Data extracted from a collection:
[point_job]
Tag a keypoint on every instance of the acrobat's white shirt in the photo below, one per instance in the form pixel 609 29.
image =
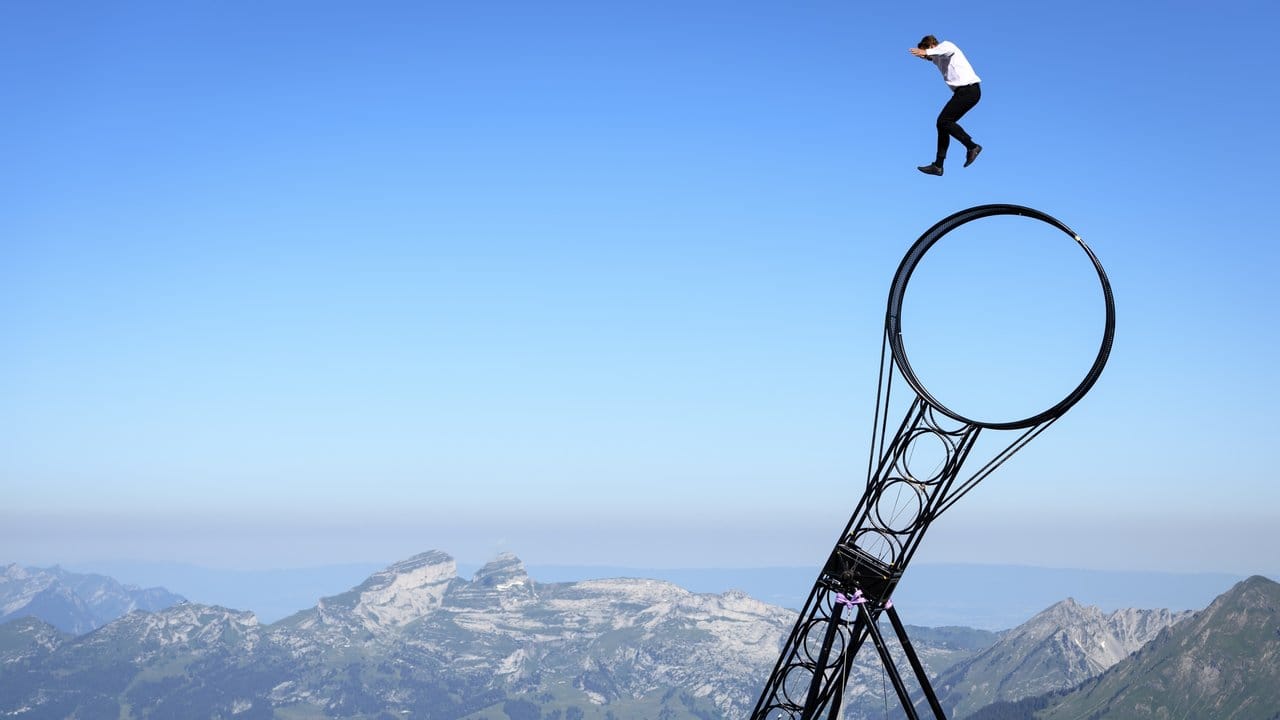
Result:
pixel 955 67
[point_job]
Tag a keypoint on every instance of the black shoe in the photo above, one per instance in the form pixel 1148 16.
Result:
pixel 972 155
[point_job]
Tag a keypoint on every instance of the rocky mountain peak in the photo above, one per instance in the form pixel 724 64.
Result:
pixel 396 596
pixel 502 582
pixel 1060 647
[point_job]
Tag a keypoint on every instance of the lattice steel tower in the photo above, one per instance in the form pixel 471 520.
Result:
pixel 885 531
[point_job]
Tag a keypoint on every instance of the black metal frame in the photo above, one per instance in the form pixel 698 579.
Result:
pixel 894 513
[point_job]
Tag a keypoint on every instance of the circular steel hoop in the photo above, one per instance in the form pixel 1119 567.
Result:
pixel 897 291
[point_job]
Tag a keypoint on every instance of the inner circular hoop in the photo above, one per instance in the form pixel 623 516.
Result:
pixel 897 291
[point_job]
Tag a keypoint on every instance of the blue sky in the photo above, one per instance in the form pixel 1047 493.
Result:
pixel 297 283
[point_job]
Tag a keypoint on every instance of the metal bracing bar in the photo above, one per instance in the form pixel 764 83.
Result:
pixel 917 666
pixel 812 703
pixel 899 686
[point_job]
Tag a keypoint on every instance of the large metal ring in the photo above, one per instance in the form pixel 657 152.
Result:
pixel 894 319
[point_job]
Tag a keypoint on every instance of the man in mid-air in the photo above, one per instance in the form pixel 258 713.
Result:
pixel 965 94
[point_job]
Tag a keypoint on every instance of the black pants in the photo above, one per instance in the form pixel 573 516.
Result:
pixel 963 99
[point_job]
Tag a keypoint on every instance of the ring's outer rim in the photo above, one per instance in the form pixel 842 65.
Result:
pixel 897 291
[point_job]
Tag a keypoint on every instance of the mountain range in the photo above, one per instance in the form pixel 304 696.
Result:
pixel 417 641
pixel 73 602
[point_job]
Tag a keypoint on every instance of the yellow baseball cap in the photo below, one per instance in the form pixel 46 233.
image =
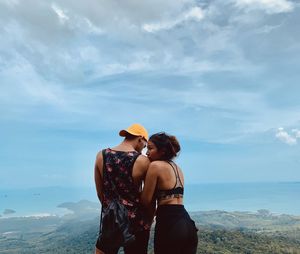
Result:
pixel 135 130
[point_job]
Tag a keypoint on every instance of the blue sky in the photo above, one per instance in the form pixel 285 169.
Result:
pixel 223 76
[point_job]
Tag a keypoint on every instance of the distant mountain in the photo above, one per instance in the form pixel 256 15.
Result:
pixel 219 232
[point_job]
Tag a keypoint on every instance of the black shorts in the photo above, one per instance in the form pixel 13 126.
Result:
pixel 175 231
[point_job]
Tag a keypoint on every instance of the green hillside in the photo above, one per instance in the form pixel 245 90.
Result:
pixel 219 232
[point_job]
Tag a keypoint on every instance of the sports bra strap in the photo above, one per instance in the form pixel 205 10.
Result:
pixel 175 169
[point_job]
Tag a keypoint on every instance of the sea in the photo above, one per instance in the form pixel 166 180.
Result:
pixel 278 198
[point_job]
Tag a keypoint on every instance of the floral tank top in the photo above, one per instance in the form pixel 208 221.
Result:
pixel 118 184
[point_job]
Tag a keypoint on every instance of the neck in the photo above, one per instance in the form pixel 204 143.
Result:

*Job*
Convert every line of the rows above into a Markdown table with the columns No and Line, numbering the lines in order and skipping blank ones. Leave the pictures out of the table.

*Solution to this problem*
| No | Line |
|---|---|
| 1 | [point_job] |
| 2 | Tag a keypoint on every instance of the acrobat's white shirt in the photo below, one per instance in the form pixel 609 29. |
| 3 | image = |
| 4 | Result: |
| 5 | pixel 955 67 |
| 6 | [point_job] |
| 7 | Tag a keypoint on every instance of the black shoe in the photo above, one per instance in the form pixel 1148 16. |
| 8 | Result: |
| 9 | pixel 972 155 |
| 10 | [point_job] |
| 11 | Tag a keypoint on every instance of the rocky mountain peak in the photo above, one per instance in the form pixel 724 64. |
| 12 | Result: |
| 13 | pixel 396 596 |
| 14 | pixel 502 582 |
| 15 | pixel 1060 647 |
| 16 | [point_job] |
| 17 | Tag a keypoint on every instance of the lattice steel tower in the photo above, one per instance in the form pixel 471 520. |
| 18 | Result: |
| 19 | pixel 885 531 |
| 20 | [point_job] |
| 21 | Tag a keypoint on every instance of the black metal frame in the photo above, one per instance in the form pixel 698 579. |
| 22 | Result: |
| 23 | pixel 894 513 |
| 24 | [point_job] |
| 25 | Tag a keypoint on every instance of the circular steel hoop in the photo above, one per instance in the form pixel 1119 567. |
| 26 | Result: |
| 27 | pixel 897 291 |
| 28 | [point_job] |
| 29 | Tag a keypoint on every instance of the inner circular hoop in the photo above, one per instance in the form pixel 623 516. |
| 30 | Result: |
| 31 | pixel 897 291 |
| 32 | [point_job] |
| 33 | Tag a keypoint on every instance of the blue sky in the photo above, one per instance in the form pixel 1047 493. |
| 34 | Result: |
| 35 | pixel 297 283 |
| 36 | [point_job] |
| 37 | Tag a keypoint on every instance of the metal bracing bar in the photo above, one per instance in the form pixel 764 83. |
| 38 | Result: |
| 39 | pixel 917 666 |
| 40 | pixel 812 703 |
| 41 | pixel 899 686 |
| 42 | [point_job] |
| 43 | Tag a keypoint on every instance of the large metal ring in the photo above, one per instance in the form pixel 657 152. |
| 44 | Result: |
| 45 | pixel 894 319 |
| 46 | [point_job] |
| 47 | Tag a keypoint on every instance of the man in mid-air in the photo above, one per instance in the form pixel 258 713. |
| 48 | Result: |
| 49 | pixel 965 94 |
| 50 | [point_job] |
| 51 | Tag a keypoint on every instance of the black pants in the photo above, one per instance in the form pixel 573 516. |
| 52 | Result: |
| 53 | pixel 963 99 |
| 54 | [point_job] |
| 55 | Tag a keypoint on every instance of the ring's outer rim in the photo above, one per instance in the form pixel 842 65. |
| 56 | Result: |
| 57 | pixel 897 291 |
| 58 | [point_job] |
| 59 | Tag a keypoint on every instance of the mountain range in the photo above, one per instance in the form pixel 304 696. |
| 60 | Result: |
| 61 | pixel 417 641 |
| 62 | pixel 73 602 |
| 63 | [point_job] |
| 64 | Tag a keypoint on every instance of the yellow baseball cap in the photo below, one per instance in the form pixel 46 233. |
| 65 | image = |
| 66 | Result: |
| 67 | pixel 135 130 |
| 68 | [point_job] |
| 69 | Tag a keypoint on every instance of the blue sky in the photo above, one per instance in the form pixel 285 169. |
| 70 | Result: |
| 71 | pixel 223 76 |
| 72 | [point_job] |
| 73 | Tag a keypoint on every instance of the distant mountain in the photo above, one per instance in the form pixel 256 15. |
| 74 | Result: |
| 75 | pixel 219 232 |
| 76 | [point_job] |
| 77 | Tag a keypoint on every instance of the black shorts in the photo above, one per instance in the form pixel 13 126. |
| 78 | Result: |
| 79 | pixel 175 231 |
| 80 | [point_job] |
| 81 | Tag a keypoint on every instance of the green hillside in the photo above, one per instance in the form pixel 245 90. |
| 82 | Result: |
| 83 | pixel 219 232 |
| 84 | [point_job] |
| 85 | Tag a keypoint on every instance of the sports bra strap in the photo above, one per instance in the form pixel 205 10. |
| 86 | Result: |
| 87 | pixel 175 169 |
| 88 | [point_job] |
| 89 | Tag a keypoint on every instance of the sea in the photo above, one per instance in the form pixel 166 180. |
| 90 | Result: |
| 91 | pixel 278 198 |
| 92 | [point_job] |
| 93 | Tag a keypoint on every instance of the floral tank top in the photo above, one per instance in the form pixel 208 221. |
| 94 | Result: |
| 95 | pixel 118 184 |
| 96 | [point_job] |
| 97 | Tag a keypoint on every instance of the neck in the photo above, one per instance in the form pixel 204 143. |
| 98 | Result: |